Task goal: Will you give every entry again exactly as it stands?

Records from a data collection
....................
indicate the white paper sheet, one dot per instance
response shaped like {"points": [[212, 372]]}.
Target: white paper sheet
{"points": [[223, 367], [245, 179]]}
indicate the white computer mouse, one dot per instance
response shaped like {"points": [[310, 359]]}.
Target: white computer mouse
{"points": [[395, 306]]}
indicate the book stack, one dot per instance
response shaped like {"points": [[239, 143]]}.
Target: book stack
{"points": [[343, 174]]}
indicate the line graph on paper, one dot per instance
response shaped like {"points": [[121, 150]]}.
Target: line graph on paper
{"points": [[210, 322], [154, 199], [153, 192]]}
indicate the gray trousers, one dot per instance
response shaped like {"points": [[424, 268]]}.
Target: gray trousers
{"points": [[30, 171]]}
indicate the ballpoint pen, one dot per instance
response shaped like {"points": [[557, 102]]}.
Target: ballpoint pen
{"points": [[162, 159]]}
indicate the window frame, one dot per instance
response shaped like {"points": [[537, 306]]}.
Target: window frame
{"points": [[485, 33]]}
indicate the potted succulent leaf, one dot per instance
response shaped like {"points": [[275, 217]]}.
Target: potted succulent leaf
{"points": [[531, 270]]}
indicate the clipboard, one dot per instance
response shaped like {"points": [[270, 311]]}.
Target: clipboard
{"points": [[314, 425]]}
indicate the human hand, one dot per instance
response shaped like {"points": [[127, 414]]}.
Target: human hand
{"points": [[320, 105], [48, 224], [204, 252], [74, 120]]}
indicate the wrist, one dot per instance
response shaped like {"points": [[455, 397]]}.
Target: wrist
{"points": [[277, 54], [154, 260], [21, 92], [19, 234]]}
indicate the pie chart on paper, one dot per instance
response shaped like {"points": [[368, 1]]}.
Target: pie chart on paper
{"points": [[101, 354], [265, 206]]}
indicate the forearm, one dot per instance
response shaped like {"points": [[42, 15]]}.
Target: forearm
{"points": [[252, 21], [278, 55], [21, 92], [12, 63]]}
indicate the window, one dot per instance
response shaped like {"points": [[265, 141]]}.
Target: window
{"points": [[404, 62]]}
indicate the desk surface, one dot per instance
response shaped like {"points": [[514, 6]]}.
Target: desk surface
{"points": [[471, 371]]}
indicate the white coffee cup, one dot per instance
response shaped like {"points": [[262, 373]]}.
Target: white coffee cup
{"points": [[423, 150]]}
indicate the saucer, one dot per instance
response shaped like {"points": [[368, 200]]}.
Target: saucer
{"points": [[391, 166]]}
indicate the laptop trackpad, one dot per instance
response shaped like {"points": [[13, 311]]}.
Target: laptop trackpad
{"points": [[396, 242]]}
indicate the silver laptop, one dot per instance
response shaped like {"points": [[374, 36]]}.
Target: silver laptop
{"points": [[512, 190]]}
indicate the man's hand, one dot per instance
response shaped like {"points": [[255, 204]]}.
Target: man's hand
....................
Response box:
indicate the white paper sheet, one dot per instance
response shaped like {"points": [[212, 372]]}.
Target: white paper sheet
{"points": [[223, 367], [245, 179]]}
indicate the white computer mouse, one dot per instance
response shaped like {"points": [[310, 359]]}.
Target: white computer mouse
{"points": [[395, 306]]}
indicate the book stack, one dot per instance
response shaped like {"points": [[239, 143]]}.
Target: book stack
{"points": [[343, 174]]}
indicate the line graph on paper, one dot per instance
response shaped like {"points": [[121, 150]]}.
Target: line graph on paper
{"points": [[210, 322], [154, 199], [153, 192]]}
indicate the gray trousers, one dot per instance
response shaped like {"points": [[424, 268]]}.
Target: gray trousers
{"points": [[30, 171]]}
indicate the ballpoint pen, one dot per instance
response shaped like {"points": [[557, 102]]}.
Target: ballpoint pen
{"points": [[162, 159]]}
indicate the window frame, one dot per instance
response shaped like {"points": [[537, 306]]}.
Target: window frame
{"points": [[485, 33]]}
indicate the potted succulent leaf, one dot per instance
response shaped like {"points": [[275, 217]]}.
Target: potted succulent leaf
{"points": [[531, 270]]}
indicate the clipboard, one dot per instance
response shaped like {"points": [[270, 311]]}.
Target: clipboard
{"points": [[314, 425]]}
indicate the human hand, one dot per instance
response shaped like {"points": [[127, 414]]}.
Target: human hand
{"points": [[320, 105], [48, 224], [204, 252], [74, 120]]}
indicate the wrist, one dot per instance
response shaped like {"points": [[455, 397]]}.
Target: wrist
{"points": [[277, 54], [154, 260], [21, 92], [19, 234]]}
indicate the pie chart on paper, one dot per instance
response shaped like {"points": [[368, 1]]}.
Target: pie chart on paper
{"points": [[101, 354], [265, 206]]}
indicate the forearm, one dot per instance
response shaped like {"points": [[42, 15]]}.
Target: forearm
{"points": [[252, 21], [278, 55], [21, 92], [12, 63]]}
indicate the window, one dot per instance
response shaped like {"points": [[265, 141]]}.
Target: window
{"points": [[404, 62]]}
indicate the desk surface, one dot per instance
response shaped like {"points": [[514, 6]]}.
Target: desk surface
{"points": [[471, 371]]}
indicate the white coffee cup, one dot per instance
response shaped like {"points": [[262, 373]]}.
Target: white coffee cup
{"points": [[423, 150]]}
indicate the saucer, one dot per instance
response shaped like {"points": [[368, 200]]}.
Target: saucer
{"points": [[391, 166]]}
indicate the laptop trackpad, one dot per instance
response shaped like {"points": [[13, 311]]}.
Target: laptop trackpad
{"points": [[396, 242]]}
indicate the silver laptop, one dot per instance
response shaped like {"points": [[374, 36]]}.
Target: silver laptop
{"points": [[512, 190]]}
indicate the man's hand, one dot per instance
response shaped like {"points": [[255, 204]]}.
Target: man's hand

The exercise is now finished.